- **Recorded data**
┄┄┄┄┄┄┄┄┄┄┄┄┄┄┄┄┄┄┄┄
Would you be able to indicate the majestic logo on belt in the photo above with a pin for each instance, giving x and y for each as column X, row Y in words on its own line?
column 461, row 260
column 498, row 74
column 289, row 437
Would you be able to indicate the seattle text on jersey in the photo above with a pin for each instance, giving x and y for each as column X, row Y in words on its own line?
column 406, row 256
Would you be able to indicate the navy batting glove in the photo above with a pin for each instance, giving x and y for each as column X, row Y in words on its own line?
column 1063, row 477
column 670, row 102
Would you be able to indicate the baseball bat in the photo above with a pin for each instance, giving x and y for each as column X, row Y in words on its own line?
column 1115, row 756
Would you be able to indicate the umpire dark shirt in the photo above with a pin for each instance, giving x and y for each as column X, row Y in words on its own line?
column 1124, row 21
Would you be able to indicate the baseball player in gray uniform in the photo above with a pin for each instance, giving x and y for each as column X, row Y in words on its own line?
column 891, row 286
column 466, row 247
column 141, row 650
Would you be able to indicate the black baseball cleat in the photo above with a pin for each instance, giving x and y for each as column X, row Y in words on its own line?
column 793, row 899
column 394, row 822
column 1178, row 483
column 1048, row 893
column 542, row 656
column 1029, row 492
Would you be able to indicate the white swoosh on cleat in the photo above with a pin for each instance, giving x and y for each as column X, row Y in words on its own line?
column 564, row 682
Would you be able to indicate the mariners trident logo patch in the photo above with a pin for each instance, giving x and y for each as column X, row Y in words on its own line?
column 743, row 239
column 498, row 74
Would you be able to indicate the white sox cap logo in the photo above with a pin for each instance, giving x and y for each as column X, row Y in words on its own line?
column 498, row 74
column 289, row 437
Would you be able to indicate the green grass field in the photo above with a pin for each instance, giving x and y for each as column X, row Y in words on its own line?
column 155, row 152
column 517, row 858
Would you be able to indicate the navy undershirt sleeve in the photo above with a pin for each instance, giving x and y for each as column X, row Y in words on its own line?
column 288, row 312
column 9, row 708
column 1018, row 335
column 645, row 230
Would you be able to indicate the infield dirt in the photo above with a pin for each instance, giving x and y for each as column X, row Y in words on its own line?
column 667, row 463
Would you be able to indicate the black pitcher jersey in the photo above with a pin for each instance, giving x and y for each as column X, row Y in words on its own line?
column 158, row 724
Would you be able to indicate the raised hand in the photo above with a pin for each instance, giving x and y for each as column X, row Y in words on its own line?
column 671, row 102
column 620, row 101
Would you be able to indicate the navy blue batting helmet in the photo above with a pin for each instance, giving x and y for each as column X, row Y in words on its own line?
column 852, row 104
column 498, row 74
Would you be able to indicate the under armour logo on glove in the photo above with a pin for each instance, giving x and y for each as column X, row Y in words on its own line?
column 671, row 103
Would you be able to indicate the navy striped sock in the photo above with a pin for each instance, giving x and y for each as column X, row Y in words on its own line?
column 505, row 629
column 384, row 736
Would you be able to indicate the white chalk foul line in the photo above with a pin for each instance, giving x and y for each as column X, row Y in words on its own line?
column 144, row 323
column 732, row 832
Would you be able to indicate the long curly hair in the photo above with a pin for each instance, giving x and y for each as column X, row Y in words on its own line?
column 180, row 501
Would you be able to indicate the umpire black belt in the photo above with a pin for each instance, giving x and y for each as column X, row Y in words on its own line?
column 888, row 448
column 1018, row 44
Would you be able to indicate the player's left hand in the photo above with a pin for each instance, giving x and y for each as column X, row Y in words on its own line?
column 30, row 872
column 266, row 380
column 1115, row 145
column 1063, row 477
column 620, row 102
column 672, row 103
┄┄┄┄┄┄┄┄┄┄┄┄┄┄┄┄┄┄┄┄
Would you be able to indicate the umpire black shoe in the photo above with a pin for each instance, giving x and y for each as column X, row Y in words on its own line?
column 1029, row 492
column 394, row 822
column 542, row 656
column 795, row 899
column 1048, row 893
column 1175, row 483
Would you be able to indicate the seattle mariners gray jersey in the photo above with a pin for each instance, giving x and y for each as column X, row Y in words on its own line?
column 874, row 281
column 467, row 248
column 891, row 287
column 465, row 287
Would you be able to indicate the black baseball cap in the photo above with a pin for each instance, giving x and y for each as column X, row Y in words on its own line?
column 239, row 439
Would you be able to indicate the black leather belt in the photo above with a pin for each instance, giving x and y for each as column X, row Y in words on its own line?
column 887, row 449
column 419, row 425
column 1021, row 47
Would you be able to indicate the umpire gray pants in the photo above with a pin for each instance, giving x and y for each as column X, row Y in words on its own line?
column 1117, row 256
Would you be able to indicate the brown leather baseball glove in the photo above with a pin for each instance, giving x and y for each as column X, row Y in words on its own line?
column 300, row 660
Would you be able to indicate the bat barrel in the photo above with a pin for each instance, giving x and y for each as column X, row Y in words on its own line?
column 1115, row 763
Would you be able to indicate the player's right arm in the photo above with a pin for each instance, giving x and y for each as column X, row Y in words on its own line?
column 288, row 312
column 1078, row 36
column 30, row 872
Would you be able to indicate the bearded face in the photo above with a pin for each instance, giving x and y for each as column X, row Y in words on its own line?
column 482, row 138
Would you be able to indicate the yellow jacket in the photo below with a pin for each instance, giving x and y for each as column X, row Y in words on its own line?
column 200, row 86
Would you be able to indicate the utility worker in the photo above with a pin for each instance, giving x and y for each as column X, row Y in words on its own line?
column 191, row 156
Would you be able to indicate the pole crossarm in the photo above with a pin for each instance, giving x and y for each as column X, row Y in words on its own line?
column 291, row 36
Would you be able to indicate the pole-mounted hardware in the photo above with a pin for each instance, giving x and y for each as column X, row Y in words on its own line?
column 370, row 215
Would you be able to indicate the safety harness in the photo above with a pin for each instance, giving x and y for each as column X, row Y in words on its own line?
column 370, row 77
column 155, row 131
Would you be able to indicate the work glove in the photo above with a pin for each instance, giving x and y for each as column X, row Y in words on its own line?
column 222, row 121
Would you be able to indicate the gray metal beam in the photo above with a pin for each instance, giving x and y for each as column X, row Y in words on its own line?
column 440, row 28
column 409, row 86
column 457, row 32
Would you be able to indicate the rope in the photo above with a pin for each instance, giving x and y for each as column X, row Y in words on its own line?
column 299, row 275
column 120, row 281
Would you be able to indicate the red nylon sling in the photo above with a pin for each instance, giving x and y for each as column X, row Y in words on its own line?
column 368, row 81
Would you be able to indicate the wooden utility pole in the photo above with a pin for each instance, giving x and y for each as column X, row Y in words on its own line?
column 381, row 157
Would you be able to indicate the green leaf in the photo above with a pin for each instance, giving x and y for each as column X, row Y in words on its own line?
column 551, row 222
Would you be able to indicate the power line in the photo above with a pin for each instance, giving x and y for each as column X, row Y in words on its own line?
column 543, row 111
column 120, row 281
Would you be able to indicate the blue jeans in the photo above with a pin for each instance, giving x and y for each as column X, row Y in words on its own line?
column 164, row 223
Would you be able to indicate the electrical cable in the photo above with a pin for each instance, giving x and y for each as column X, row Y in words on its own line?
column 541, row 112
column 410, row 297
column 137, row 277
┄┄┄┄┄┄┄┄┄┄┄┄┄┄┄┄┄┄┄┄
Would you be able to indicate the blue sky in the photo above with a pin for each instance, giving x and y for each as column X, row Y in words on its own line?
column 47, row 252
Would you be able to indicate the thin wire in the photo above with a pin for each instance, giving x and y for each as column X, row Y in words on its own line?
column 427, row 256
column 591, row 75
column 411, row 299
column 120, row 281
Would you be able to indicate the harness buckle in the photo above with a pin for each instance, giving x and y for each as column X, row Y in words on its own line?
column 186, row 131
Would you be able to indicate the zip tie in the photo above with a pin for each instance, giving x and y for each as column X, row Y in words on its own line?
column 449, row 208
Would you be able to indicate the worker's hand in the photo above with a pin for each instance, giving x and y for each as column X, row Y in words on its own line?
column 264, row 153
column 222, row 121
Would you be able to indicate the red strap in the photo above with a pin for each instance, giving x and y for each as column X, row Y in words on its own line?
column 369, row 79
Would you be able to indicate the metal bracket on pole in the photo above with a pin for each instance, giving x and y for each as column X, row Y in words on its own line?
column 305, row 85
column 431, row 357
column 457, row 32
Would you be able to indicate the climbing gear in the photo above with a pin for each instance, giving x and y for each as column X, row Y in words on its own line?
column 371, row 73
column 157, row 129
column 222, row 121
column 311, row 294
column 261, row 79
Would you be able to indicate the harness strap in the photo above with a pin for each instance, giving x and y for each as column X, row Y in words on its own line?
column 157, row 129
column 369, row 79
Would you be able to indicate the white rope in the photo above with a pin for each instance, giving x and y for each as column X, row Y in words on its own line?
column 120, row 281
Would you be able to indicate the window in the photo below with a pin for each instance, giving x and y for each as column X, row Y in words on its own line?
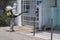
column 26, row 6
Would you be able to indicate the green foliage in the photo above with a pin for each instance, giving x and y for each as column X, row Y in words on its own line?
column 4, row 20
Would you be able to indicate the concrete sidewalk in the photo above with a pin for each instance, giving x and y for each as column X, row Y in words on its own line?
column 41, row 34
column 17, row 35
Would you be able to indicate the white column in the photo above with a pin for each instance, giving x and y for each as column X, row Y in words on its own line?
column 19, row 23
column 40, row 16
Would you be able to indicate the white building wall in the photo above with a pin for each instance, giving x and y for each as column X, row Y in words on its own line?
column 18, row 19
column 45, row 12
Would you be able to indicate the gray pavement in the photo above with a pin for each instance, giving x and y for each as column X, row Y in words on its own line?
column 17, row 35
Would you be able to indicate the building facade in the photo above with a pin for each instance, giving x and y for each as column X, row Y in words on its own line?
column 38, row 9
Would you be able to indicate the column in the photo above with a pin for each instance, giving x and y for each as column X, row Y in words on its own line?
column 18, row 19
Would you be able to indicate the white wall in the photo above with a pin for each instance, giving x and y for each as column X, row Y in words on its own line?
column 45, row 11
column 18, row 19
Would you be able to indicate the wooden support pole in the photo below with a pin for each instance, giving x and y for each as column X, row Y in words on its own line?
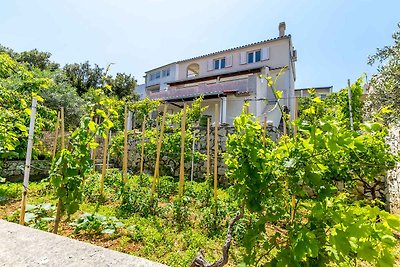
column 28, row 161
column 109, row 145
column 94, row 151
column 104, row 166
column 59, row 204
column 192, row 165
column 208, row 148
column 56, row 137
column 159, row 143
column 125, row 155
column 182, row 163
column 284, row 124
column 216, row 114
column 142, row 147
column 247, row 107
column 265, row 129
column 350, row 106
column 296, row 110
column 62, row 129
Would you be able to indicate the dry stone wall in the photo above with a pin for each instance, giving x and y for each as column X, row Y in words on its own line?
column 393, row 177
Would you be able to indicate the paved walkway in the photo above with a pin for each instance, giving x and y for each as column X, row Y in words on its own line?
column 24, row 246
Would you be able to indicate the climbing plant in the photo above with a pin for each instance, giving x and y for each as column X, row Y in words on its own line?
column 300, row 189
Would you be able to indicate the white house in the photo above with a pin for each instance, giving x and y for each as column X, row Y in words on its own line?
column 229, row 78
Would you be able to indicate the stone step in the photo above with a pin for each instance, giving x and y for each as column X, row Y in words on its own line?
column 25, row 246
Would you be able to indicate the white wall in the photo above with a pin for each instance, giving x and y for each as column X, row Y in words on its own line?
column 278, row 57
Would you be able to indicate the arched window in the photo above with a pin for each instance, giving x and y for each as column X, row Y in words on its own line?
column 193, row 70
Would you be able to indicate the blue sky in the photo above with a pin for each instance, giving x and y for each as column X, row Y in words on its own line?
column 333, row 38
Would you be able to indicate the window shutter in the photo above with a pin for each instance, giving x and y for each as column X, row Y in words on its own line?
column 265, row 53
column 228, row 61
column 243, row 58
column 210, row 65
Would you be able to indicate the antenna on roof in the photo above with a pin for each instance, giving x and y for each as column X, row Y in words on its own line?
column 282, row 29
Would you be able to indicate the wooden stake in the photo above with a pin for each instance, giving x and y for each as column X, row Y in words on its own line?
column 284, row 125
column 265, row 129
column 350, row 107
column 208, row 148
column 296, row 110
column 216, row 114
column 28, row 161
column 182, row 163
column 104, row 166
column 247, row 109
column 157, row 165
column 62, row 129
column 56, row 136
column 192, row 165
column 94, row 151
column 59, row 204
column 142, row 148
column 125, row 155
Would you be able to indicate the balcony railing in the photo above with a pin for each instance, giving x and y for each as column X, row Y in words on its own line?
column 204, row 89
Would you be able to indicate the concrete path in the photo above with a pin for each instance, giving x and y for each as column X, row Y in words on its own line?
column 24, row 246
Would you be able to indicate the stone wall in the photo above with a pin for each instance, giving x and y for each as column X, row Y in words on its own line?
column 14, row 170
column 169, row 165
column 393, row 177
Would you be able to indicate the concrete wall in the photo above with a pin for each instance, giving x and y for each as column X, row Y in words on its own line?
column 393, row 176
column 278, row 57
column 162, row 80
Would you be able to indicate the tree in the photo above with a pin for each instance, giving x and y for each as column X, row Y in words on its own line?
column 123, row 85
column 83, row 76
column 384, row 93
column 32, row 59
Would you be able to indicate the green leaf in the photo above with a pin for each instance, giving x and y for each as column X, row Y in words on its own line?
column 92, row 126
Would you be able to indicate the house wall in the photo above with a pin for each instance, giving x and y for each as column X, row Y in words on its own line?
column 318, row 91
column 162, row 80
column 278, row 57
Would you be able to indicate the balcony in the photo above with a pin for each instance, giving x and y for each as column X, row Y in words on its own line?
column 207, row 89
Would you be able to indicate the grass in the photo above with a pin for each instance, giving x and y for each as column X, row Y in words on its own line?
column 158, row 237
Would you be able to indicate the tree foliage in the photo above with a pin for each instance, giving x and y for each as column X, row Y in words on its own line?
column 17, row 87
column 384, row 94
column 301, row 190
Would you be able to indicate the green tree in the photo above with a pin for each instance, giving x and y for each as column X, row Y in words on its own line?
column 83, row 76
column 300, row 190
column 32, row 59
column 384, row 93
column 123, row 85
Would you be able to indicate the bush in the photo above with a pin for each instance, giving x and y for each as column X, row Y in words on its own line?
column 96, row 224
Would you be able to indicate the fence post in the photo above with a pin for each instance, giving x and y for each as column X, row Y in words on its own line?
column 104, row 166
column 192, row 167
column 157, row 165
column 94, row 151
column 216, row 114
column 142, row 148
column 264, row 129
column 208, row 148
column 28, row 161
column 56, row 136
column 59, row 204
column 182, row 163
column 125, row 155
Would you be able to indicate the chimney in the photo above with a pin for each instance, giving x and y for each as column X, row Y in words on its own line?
┄┄┄┄┄┄┄┄┄┄┄┄┄┄┄┄┄┄┄┄
- **Given exercise**
Output the lines above that begin with the line containing "Would you be able to indicate the tree foliage" and end with the line containing "column 96, row 224", both included, reproducing each one verbatim and nothing else.

- **Exercise result**
Would you be able to indicate the tree foliage in the photo above with a pin for each instance, giving x and y for each as column X, row Y in words on its own line?
column 17, row 87
column 384, row 94
column 301, row 190
Would you be able to indicate the green tree in the photo above with a pin for each instance, giving x and y for each as column X, row Y in words on its own line?
column 83, row 76
column 300, row 190
column 32, row 59
column 384, row 93
column 123, row 85
Would you be able to indicate the bush in the photo above with a pin for each instance, giving x and y for each as column X, row Y in words on its own line?
column 96, row 224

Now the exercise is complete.